* **DOCUMENT EXTRACT**:
▶

Samia Zaman: Bangladesh in Cannes | The Daily Star
12:00 AM, June 27, 2015 / LAST MODIFIED: 12:19 AM, June 27, 2015

Cover Story

Samia Zaman: Bangladesh in Cannes

She is a renowned television personality. And no, she is not an actor or model. The audience knows Samia Zaman as the trusty news presenter and talk show host. But her talents don't end there. She is, in fact, the Editor and CEO of Ekattor TV. Her career in journalism spans many years with prestigious organisations, from Ekhushey Television to BBC World Service Radio in London. She also has a lifelong passion for filmmaking, having made “Rani Kuthir Baki Itihash” and “Aakash Koto Dure”. She had attended the prestigious Cannes Film Festival not once, but twice, including the one that had taken place this year. After her visit, Star Showbiz spoke with her regarding her experience at the highly acclaimed festival.

Share this with

Copy this link
Photo: Shahrear Kabir Hemeel

The glitz and glamour of the red carpet, an army of photographers, the awards and the intense security is not what the Cannes Festival is about. These are only the tip of the iceberg. Visiting the festival's film market (which translates to Marche du Film in French) is an enthralling and useful experience. 

“All the different kinds of stakeholders of the cinema – from technicians to makers to film critics – hailing from all over the world, take part in this market,” Samia explains. “The primary objective may be to buy and sell films. But the film market is essentially an elaborate and international platform, which allows people from numerous countries who are somehow related to cinema, meet and share ideas.”

The market hosts numerous booths of movie-related organisations from across the globe. Name any type of film-related stakeholder, and you have got them at Marche du Film.

◀

* **WRITTEN PROBLEM A**:
Arrange the stretch of the records from the line containing "For each instance of the green leafy" through the line containing "(1199, 282)" as a JSON list of strings, one string per line, with blank lines omitted.
The cover story on Samia Zaman has no connection to the records that come after it.

Saved data entries

▶

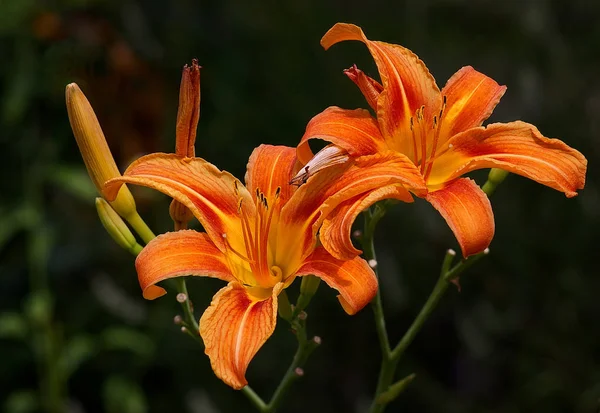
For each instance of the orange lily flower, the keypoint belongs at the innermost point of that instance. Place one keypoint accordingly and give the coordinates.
(258, 238)
(440, 133)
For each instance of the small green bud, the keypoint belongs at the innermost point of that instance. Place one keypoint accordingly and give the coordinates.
(497, 175)
(116, 227)
(309, 285)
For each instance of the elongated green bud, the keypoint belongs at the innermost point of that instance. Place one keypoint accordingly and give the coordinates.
(495, 178)
(116, 227)
(94, 150)
(308, 288)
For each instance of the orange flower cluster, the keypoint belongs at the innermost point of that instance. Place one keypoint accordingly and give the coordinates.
(261, 234)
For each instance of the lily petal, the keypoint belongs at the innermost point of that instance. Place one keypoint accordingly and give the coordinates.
(212, 195)
(407, 84)
(468, 212)
(271, 167)
(176, 254)
(354, 279)
(234, 328)
(471, 98)
(517, 147)
(369, 87)
(337, 227)
(356, 131)
(324, 191)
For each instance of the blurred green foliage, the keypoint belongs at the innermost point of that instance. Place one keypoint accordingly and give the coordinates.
(75, 333)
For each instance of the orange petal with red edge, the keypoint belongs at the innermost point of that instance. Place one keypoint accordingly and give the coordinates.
(356, 131)
(369, 87)
(468, 212)
(336, 228)
(354, 279)
(324, 191)
(471, 98)
(234, 328)
(517, 147)
(407, 84)
(176, 254)
(212, 195)
(271, 167)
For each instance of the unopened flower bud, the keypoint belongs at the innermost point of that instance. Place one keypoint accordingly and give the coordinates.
(116, 227)
(92, 144)
(188, 113)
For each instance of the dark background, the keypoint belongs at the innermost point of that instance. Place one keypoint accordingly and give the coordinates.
(522, 336)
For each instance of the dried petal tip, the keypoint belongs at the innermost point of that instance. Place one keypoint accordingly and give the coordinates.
(92, 144)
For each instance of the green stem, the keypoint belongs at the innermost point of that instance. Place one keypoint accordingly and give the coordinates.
(186, 306)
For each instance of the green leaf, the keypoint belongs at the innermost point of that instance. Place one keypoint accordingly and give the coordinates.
(119, 338)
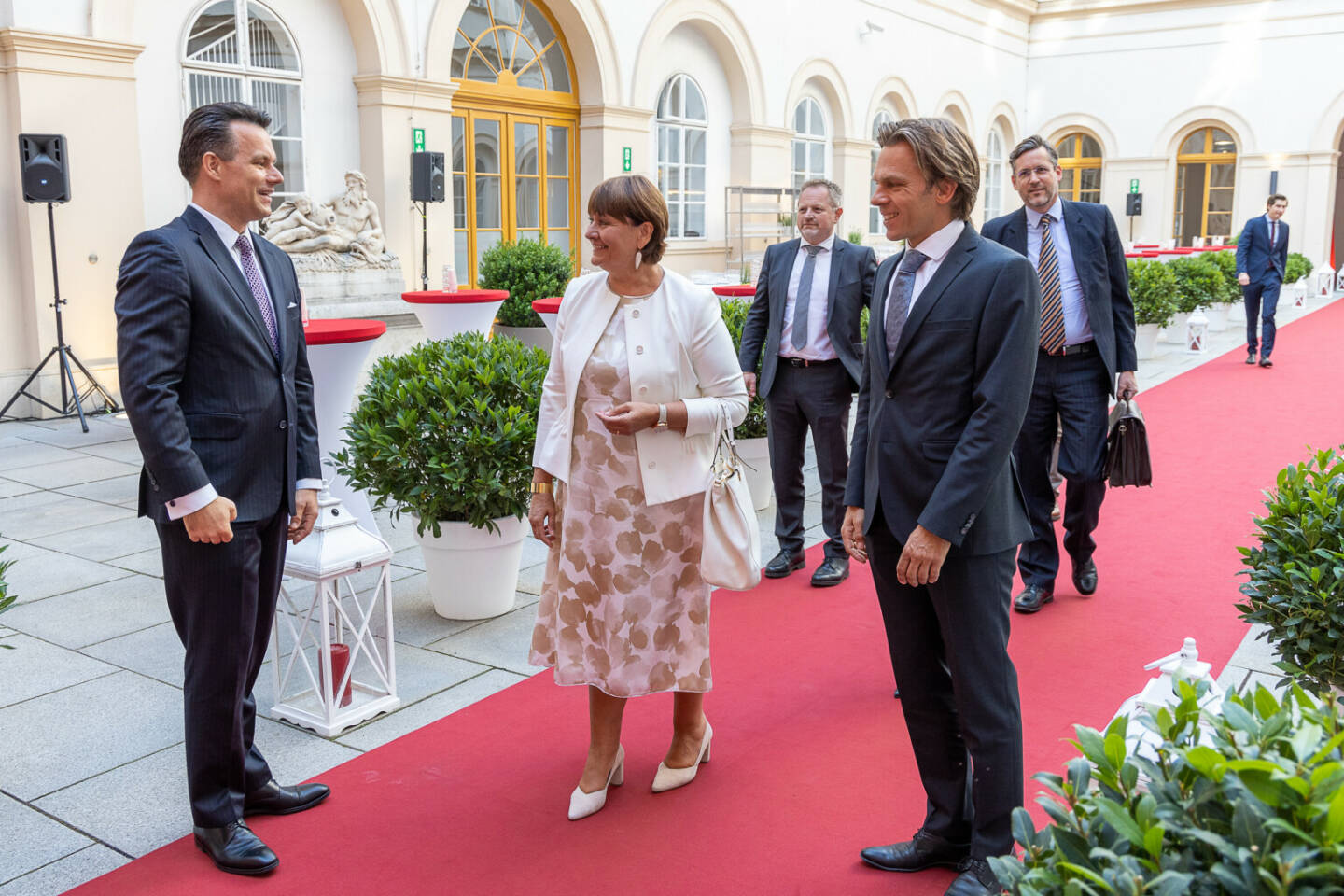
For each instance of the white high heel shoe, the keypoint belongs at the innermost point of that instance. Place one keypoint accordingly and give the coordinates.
(674, 778)
(583, 805)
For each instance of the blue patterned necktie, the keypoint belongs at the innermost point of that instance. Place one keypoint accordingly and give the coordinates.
(803, 301)
(259, 289)
(898, 305)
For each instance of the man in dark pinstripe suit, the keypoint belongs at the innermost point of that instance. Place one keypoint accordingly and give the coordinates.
(214, 376)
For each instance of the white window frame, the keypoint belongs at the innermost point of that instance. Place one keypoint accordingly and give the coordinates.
(247, 74)
(677, 121)
(815, 113)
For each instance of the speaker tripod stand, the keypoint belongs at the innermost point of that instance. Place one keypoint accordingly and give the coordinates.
(72, 400)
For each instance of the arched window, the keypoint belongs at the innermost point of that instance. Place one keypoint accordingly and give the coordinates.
(1080, 158)
(883, 117)
(681, 147)
(241, 51)
(1206, 170)
(809, 143)
(993, 175)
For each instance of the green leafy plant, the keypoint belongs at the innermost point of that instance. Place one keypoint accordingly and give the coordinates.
(735, 315)
(1152, 287)
(445, 431)
(528, 271)
(1295, 572)
(1253, 805)
(1199, 282)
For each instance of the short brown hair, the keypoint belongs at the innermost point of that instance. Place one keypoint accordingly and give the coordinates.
(636, 201)
(944, 152)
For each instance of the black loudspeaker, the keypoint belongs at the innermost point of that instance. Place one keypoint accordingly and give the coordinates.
(427, 177)
(45, 168)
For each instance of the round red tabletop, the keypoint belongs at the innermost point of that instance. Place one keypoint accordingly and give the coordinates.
(738, 290)
(342, 329)
(460, 297)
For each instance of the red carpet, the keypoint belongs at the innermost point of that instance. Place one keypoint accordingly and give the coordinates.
(811, 761)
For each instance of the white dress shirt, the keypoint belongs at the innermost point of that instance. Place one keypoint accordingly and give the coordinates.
(1077, 327)
(199, 498)
(818, 348)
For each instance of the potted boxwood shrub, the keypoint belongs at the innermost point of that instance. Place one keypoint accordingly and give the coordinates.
(445, 434)
(1295, 572)
(1152, 287)
(750, 433)
(528, 271)
(1250, 805)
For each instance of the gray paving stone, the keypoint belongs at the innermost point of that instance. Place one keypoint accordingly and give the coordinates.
(64, 874)
(85, 469)
(42, 513)
(104, 540)
(34, 668)
(39, 572)
(31, 840)
(122, 489)
(89, 615)
(387, 728)
(58, 739)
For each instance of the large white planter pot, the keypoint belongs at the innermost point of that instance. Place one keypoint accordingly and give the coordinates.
(1145, 340)
(472, 572)
(756, 455)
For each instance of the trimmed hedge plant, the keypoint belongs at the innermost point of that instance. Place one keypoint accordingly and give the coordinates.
(528, 271)
(1295, 572)
(445, 431)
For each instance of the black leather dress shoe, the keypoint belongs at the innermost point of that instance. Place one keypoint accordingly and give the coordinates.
(274, 800)
(924, 850)
(833, 571)
(782, 565)
(976, 879)
(235, 849)
(1085, 578)
(1032, 598)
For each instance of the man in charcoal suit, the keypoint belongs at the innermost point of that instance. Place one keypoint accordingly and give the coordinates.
(805, 315)
(933, 496)
(214, 376)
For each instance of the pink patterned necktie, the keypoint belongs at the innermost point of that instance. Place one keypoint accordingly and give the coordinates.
(259, 289)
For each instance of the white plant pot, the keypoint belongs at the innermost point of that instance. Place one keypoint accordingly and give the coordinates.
(473, 572)
(756, 455)
(1145, 340)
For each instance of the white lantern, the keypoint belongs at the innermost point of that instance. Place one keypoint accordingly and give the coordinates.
(1197, 332)
(323, 644)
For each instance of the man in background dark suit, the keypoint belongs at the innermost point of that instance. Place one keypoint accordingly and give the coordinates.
(1261, 260)
(806, 315)
(1086, 355)
(933, 497)
(214, 376)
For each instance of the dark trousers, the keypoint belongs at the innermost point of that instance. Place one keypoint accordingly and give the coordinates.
(1070, 395)
(959, 690)
(222, 601)
(1261, 305)
(804, 398)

◀

* **WRITTEN PROBLEM B**:
Restate the stretch of the cover story from "Samia Zaman: Bangladesh in Cannes |" through "highly acclaimed festival.", replacing "Ekattor TV" with "Ekattor Television".

* **EXPECTED OUTPUT A**:
[
  "For each instance of the green leafy plant, the keypoint belongs at the innermost point of that instance. Place one keypoint accordingly and give the coordinates.",
  "(735, 315)",
  "(1152, 287)",
  "(445, 431)",
  "(528, 271)",
  "(1295, 572)",
  "(1253, 805)",
  "(1199, 282)"
]

* **EXPECTED OUTPUT B**:
Samia Zaman: Bangladesh in Cannes | The Daily Star
12:00 AM, June 27, 2015 / LAST MODIFIED: 12:19 AM, June 27, 2015

Cover Story

Samia Zaman: Bangladesh in Cannes

She is a renowned television personality. And no, she is not an actor or model. The audience knows Samia Zaman as the trusty news presenter and talk show host. But her talents don't end there. She is, in fact, the Editor and CEO of Ekattor Television. Her career in journalism spans many years with prestigious organisations, from Ekhushey Television to BBC World Service Radio in London. She also has a lifelong passion for filmmaking, having made “Rani Kuthir Baki Itihash” and “Aakash Koto Dure”. She had attended the prestigious Cannes Film Festival not once, but twice, including the one that had taken place this year. After her visit, Star Showbiz spoke with her regarding her experience at the highly acclaimed festival.